### Page extract

A book on first and second century Christian communism using David Graeber's work

Submitted by Rommon on April 28, 2017

http://wipfandstock.com/all-things-in-common.html

And amazon pre order

https://www.amazon.com/gp/aw/d/1532607938/

It's a book I wrote which is a historical reconstruction of the events described in acts 2:42-47 and 4:32-37 using all the textual data (from the Qumran documents to the early church fathers to pagan sources) and using frameworks from modern anthropology (mainly David Graeber).

Maybe some people here might be interested in looking through it :). If you do buy it and have some comments or questions let me know.

By there way it's conning out for kindle in a couple weeks.

Noa Rodman

7 years 4 months ago

In reply to by libcom.org

Submitted by Noa Rodman on July 13, 2017

Mostly what I'm annoyed with.

Is your unnecessarily.

Breaking up sentences midway.

Into several lines.

Until the post become so long.

That it tires the reader to scroll down.

-
Anyway, still lots more to discuss, but best for another time on another thread. So unless others want to join in still, or Rommon put in a last word, let's perhaps give this thread a rest.

Rommon

7 years 4 months ago

In reply to by libcom.org

Submitted by Rommon on July 24, 2017

Yeah, to be honest I didn't really want this thread to become a historical Jesus argument ... I kind of wanted it to be about my book and its subject :).

######
### Provided material

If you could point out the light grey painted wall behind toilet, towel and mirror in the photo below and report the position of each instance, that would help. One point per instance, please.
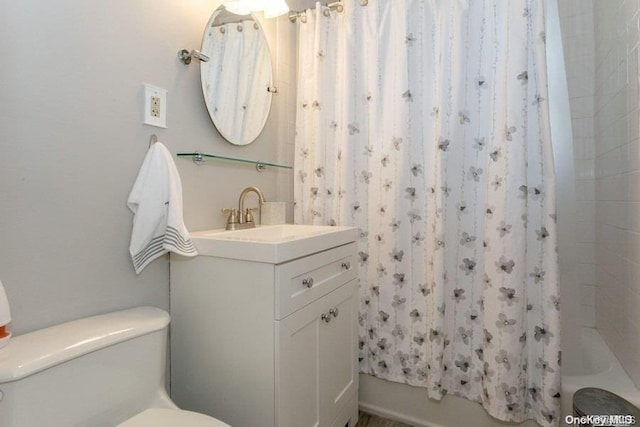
(72, 140)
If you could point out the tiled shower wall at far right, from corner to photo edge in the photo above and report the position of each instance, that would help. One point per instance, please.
(617, 191)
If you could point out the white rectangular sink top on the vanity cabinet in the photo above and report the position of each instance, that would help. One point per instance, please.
(273, 244)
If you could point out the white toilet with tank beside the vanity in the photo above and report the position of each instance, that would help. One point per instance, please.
(101, 371)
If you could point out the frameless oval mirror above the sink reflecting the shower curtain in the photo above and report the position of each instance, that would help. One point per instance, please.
(237, 78)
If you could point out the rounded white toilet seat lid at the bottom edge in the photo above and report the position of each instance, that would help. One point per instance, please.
(163, 417)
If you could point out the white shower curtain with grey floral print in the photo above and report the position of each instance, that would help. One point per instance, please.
(425, 124)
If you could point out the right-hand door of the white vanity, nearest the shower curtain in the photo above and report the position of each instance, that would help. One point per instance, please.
(338, 355)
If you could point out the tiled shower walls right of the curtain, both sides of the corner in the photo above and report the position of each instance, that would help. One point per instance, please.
(600, 40)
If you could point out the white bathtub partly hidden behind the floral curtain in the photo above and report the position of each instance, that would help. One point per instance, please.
(404, 403)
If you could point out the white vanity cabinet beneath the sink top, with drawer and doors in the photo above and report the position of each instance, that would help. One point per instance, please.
(259, 344)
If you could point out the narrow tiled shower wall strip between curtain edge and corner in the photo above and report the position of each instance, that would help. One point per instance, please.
(576, 18)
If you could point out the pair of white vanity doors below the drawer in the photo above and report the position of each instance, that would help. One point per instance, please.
(315, 362)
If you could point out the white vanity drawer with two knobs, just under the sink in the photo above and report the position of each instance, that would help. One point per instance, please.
(304, 280)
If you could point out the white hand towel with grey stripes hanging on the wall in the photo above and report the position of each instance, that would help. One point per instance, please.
(156, 202)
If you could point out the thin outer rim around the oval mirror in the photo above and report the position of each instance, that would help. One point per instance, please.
(210, 108)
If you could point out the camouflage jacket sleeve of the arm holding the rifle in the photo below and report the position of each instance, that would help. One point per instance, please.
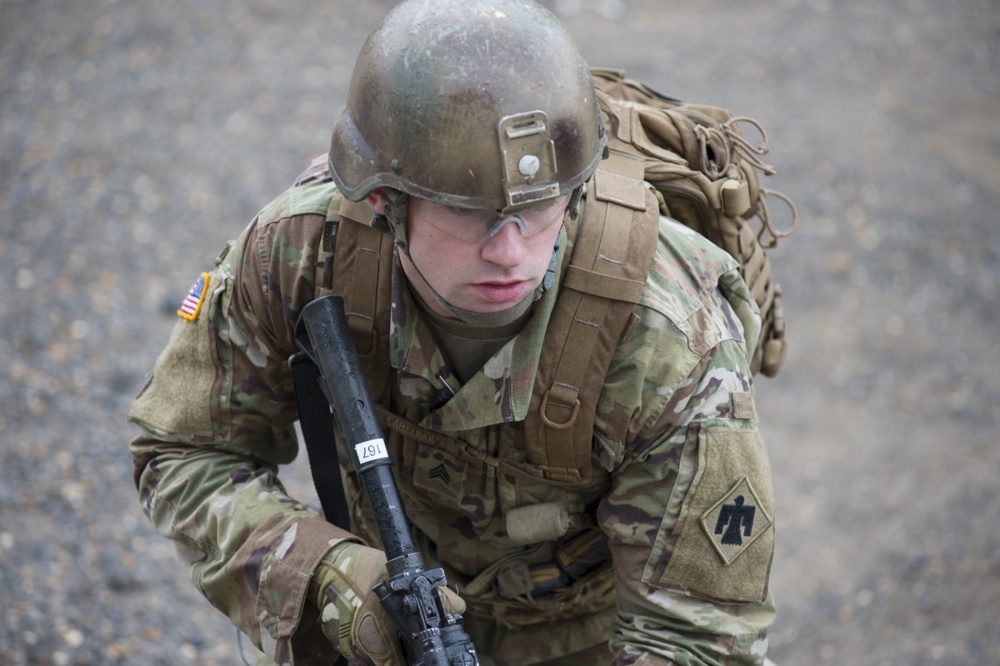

######

▸ Description of the task:
Copy word for word the part of the forum thread about the early Christian communism book that runs from "And amazon pre" to "let me know.".

▸ Response to the task:
And amazon pre order

https://www.amazon.com/gp/aw/d/1532607938/

It's a book I wrote which is a historical reconstruction of the events described in acts 2:42-47 and 4:32-37 using all the textual data (from the Qumran documents to the early church fathers to pagan sources) and using frameworks from modern anthropology (mainly David Graeber).

Maybe some people here might be interested in looking through it :). If you do buy it and have some comments or questions let me know.